Activity:
I would like every record below transcribed exactly as it is.

Input records:
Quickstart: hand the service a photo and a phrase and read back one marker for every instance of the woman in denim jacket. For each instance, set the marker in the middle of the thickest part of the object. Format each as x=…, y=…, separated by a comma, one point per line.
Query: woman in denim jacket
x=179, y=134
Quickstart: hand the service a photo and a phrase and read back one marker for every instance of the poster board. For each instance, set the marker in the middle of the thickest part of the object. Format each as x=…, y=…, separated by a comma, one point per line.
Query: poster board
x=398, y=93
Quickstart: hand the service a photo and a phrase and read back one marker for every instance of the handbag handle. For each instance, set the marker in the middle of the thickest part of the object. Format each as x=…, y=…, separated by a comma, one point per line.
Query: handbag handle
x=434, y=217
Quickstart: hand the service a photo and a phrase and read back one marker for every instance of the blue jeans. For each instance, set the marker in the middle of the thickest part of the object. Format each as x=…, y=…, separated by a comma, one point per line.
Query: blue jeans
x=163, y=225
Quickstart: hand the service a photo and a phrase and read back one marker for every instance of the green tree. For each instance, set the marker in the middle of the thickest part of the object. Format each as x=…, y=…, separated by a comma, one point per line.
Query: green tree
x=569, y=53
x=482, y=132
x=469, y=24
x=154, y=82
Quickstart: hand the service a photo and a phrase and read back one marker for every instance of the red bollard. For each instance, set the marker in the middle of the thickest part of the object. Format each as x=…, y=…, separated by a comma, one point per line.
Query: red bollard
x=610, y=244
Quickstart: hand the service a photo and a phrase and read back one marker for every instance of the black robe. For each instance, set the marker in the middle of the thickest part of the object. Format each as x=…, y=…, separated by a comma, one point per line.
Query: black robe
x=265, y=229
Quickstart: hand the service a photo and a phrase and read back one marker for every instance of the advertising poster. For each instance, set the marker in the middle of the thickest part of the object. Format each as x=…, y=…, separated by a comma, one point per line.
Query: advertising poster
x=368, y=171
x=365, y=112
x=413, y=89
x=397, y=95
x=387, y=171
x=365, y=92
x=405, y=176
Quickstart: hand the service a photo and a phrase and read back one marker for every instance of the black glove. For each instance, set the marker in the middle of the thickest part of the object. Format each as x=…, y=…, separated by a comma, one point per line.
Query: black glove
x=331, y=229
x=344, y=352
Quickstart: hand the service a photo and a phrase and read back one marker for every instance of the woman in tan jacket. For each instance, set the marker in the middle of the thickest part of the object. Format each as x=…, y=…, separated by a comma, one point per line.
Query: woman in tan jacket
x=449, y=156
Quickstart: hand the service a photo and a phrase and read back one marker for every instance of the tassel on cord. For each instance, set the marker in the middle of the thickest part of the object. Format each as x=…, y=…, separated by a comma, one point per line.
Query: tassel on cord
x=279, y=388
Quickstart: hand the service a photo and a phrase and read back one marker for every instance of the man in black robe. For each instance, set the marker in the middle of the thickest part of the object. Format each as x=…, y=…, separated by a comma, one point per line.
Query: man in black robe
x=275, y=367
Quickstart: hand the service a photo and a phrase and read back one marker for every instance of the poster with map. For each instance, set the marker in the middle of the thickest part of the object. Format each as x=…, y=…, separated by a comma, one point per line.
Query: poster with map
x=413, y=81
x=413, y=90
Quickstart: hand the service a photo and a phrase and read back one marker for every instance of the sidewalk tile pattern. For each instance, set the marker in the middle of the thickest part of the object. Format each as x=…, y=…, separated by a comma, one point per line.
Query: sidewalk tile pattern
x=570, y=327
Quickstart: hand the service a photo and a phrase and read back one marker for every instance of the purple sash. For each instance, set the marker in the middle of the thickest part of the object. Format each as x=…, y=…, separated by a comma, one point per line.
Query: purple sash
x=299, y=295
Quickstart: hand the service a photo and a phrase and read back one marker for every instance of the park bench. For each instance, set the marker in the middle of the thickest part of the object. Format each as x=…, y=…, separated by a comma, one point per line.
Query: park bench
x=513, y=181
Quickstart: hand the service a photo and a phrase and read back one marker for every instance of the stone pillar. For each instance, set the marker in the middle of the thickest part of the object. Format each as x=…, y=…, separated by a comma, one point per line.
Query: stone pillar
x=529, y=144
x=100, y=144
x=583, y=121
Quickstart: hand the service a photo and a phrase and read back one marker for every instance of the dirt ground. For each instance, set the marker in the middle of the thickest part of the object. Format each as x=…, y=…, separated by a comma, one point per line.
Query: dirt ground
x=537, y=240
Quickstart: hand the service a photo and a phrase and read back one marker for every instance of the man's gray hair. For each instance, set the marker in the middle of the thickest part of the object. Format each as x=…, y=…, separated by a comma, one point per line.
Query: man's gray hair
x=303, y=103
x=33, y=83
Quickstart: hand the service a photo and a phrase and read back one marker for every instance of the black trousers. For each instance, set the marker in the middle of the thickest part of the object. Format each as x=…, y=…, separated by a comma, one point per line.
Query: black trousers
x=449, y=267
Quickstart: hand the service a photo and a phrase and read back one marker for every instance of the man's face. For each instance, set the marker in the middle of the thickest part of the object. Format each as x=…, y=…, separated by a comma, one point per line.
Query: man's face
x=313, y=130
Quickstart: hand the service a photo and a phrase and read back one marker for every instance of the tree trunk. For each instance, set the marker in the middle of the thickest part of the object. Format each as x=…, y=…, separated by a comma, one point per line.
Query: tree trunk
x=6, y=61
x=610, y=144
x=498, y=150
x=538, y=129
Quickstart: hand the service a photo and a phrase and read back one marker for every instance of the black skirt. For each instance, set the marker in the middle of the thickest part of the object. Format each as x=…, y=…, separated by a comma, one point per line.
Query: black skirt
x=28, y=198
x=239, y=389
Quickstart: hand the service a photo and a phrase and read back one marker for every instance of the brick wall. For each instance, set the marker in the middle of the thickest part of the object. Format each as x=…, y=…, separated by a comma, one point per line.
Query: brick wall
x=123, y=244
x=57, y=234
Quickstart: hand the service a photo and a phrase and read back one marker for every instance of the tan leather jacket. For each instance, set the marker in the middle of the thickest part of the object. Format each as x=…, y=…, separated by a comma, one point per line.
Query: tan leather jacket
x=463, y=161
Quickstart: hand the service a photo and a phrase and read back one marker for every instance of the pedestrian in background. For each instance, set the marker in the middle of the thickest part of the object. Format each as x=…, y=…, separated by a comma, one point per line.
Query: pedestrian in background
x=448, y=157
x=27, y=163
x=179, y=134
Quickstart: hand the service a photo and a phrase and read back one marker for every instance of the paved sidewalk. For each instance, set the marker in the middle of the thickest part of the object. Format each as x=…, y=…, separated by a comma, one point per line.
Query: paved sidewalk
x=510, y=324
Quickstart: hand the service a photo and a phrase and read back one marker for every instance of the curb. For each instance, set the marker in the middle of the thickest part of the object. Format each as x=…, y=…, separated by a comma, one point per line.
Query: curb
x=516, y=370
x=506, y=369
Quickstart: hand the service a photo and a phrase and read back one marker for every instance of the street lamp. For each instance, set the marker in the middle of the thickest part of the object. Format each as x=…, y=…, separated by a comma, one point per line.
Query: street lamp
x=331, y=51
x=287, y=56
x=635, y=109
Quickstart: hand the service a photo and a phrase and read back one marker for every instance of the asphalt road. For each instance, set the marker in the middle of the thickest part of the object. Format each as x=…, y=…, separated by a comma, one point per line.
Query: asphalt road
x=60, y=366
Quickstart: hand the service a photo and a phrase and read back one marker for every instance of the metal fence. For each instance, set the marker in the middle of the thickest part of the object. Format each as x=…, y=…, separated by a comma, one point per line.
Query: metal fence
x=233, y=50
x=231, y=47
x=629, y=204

Exercise result:
Quickstart: hand the service a photo and a phrase and read back one marker for every instance of the woman in denim jacket. For each instance, set the marker in the middle of the thickest part of the object. Format each as x=…, y=…, separated by a comma, one point per line.
Query: woman in denim jacket
x=179, y=134
Quickstart: hand the service a photo and a phrase and read back one marker for every instance of the poster board. For each instance, set the marker in the middle of the thickest part of the object. Format each as x=…, y=…, separated by a comma, one point per line.
Query: poster board
x=398, y=93
Quickstart: hand the service a photo and a phrase and read back one marker for every instance of the handbag handle. For each instance, set the marker in the middle of the thickest part of the object. Format each as x=…, y=…, separated by a comma, one point per line.
Query: handbag handle
x=434, y=217
Quickstart: hand the service a photo and a phrase and read back one marker for every instance of the blue jeans. For each instance, set the marker in the middle of the thickest part of the object. Format each as x=…, y=…, separated by a comma, one point per line.
Query: blue jeans
x=163, y=225
Quickstart: hand the service a photo and a phrase and read back one marker for every instance of the green tree. For each instance, set the marker in the middle of the thickest part of the object. Format each as x=…, y=…, separated by a comma, one point per line.
Query: green tree
x=569, y=53
x=482, y=132
x=469, y=24
x=154, y=82
Quickstart: hand the service a photo and a phrase and read back one marker for every instance of the red bollard. For each instance, set the marker in the middle of the thickest part of the object. Format each as x=…, y=…, separated by a comma, one point per line.
Query: red bollard
x=610, y=244
Quickstart: hand the service a photo and a phrase and read back one marker for every instance of the black robe. For each instance, set the marker in the middle of the thickest part of the object. Format each as x=…, y=…, separated by a comma, one point per line.
Query: black robe
x=265, y=229
Quickstart: hand the service a photo and a phrase and read back one marker for every instance of the advertising poster. For each instance, set the marker in the middle of the thickest part of the object. Format each as x=…, y=…, separated by a comma, one point per line.
Query: advertising poster
x=368, y=171
x=365, y=112
x=413, y=89
x=397, y=95
x=387, y=171
x=365, y=92
x=405, y=176
Quickstart: hand the service a photo and a phrase and read back one marker for every instance of the black glove. For each instance, set the marker in the middle of the thickest part of the object. Format each as x=…, y=…, separated by a comma, one point per line.
Query: black glove
x=331, y=229
x=344, y=352
Quickstart: hand the service a photo and a phrase and read back one marker for every instance of the woman in tan jacket. For each instance, set the marker in the middle of the thickest part of the object. Format each as x=…, y=…, separated by a comma, one point per line.
Query: woman in tan jacket
x=449, y=156
Quickstart: hand the service a photo and a phrase and read back one marker for every instance of the tassel on cord. For each instance, set the marker in the middle of the thickest part of the object. Format each as x=…, y=…, separated by a comma, one point per line.
Query: tassel on cord
x=279, y=388
Quickstart: hand the service a photo and a phrase and read back one marker for every instance of the man in black robe. For each instance, set the marker in the middle of the thickest part of the object. Format each as x=…, y=…, separated by a comma, one point per line.
Query: man in black robe
x=275, y=367
Quickstart: hand the service a photo and a phrase and read back one marker for every instance of the poster with map. For each instance, set the marker in the middle of the thickest part of the object. Format each as x=…, y=…, separated by a comma, one point per line.
Query: poster with map
x=413, y=81
x=413, y=90
Quickstart: hand the service a photo and a phrase and read back one marker for every instance of the sidewalk tile pattern. For each instance, set the marker in the middle of the thickest part of the object. Format each as x=…, y=…, separated by a comma, one point per line.
Query: sidewalk tile pattern
x=570, y=327
Quickstart: hand the service a photo and a phrase and read back one marker for every instance of the purple sash. For each instance, set the marker in the middle of the thickest part of the object. Format each as x=…, y=…, separated by a comma, one point per line.
Query: purple sash
x=299, y=295
Quickstart: hand the service a photo and a phrase and read back one marker for every instance of the park bench. For each instance, set the marker in the middle of the thickest part of the object. Format each as x=…, y=…, separated by a comma, one point per line.
Query: park bench
x=513, y=181
Quickstart: hand the service a photo and a phrase and read back one marker for every instance of the stone pillar. For each instance, set the marker in the middle of the thickest part of the object. Format each as x=…, y=…, separated by a comma, one point per line.
Query: stone pillar
x=529, y=144
x=100, y=144
x=583, y=121
Quickstart: hand the service a photo and a phrase and read back one marker for every instance of the dirt ground. For each instance, set the marker in the middle of the thickest part of the object. Format each as x=…, y=…, separated by a comma, one point per line.
Query: dirt ground
x=537, y=240
Quickstart: hand the service a photo and a phrase and read back one marker for every instance of the man's gray hair. For each instance, set the marker in the middle of the thickest part of the object. Format each as x=…, y=…, separated by a comma, one point per line.
Query: man's gray hair
x=303, y=103
x=33, y=83
Quickstart: hand the service a photo and a phrase and read back one marker for every instance of the black trousers. For each instance, set the marker in the middle of the thickest part of the object. Format each as x=…, y=…, separated by a comma, one point per line.
Query: black trousers
x=449, y=267
Quickstart: hand the service a photo and a phrase and read back one marker for every instance of the man's face. For each instance, set the marker in the middle of the thickest part of the object. Format each as x=…, y=…, separated by a comma, one point per line.
Query: man's face
x=313, y=130
Quickstart: hand the service a photo and a phrase and read back one marker for every instance of the tree trunk. For each instance, set the marker in the middle of the thickest part of the object. Format each as x=…, y=…, separated by a comma, one point per line.
Query: tree trunk
x=6, y=61
x=610, y=144
x=498, y=150
x=538, y=129
Quickstart: hand the service a photo and a phrase and read back one marker for every instance of the black skirt. For each instance, set the marker in the middle of the thickest part of the object. Format each as x=…, y=…, separated by a comma, one point per line.
Query: black skirt
x=28, y=198
x=239, y=389
Quickstart: hand the service a photo and a phrase and read back one marker for every instance of the brick wall. For each instance, set the marker in the middle of the thickest part of the object. Format each as x=…, y=…, separated by a comma, one point per line.
Query: brick wall
x=123, y=244
x=57, y=234
Quickstart: hand the service a photo and a phrase and read back one marker for every instance of the tan leather jacket. For each instance, set the marker in the middle of the thickest part of the object. Format each as x=…, y=…, separated by a comma, one point per line.
Query: tan leather jacket
x=463, y=161
Quickstart: hand the service a photo and a phrase and read back one marker for every instance of the pedestrian in background. For each instance, set the marker in the middle of the thickest part of the object. Format each as x=…, y=…, separated by a comma, one point per line.
Query: pedestrian in background
x=448, y=157
x=27, y=163
x=179, y=134
Quickstart: hand the service a photo and a phrase and read back one marker for every instance of the paved sidewalk. For each instance, set the marker in the middle of the thickest part of the object. Format each as x=…, y=…, separated by a comma, one point per line.
Query: paved sidewalk
x=510, y=324
Quickstart: hand the service a photo and a phrase and read back one marker for every instance of the curb. For each instance, set the marker in the middle of the thickest part of the object. Format each as x=…, y=…, separated by a comma, one point per line.
Query: curb
x=516, y=370
x=506, y=369
Quickstart: hand the service a photo and a phrase and read back one marker for every instance of the street lamp. For each instance, set the marker in the middle of the thickest part of the object. Format each as x=…, y=…, separated by a comma, one point per line.
Query: street lamp
x=331, y=51
x=287, y=56
x=635, y=109
Quickstart: hand the service a photo and a phrase and read back one marker for every instance of the asphalt road. For each instance, set the marker in the middle of the thickest part of the object. Format each as x=…, y=…, separated by a comma, one point per line.
Query: asphalt road
x=60, y=366
Quickstart: hand the service a photo and a phrase and read back one marker for every instance of the metal fence. For each instance, set the marker in the middle of the thickest part of the object. Format each as x=…, y=…, separated by a comma, one point per line.
Query: metal fence
x=233, y=50
x=231, y=47
x=629, y=204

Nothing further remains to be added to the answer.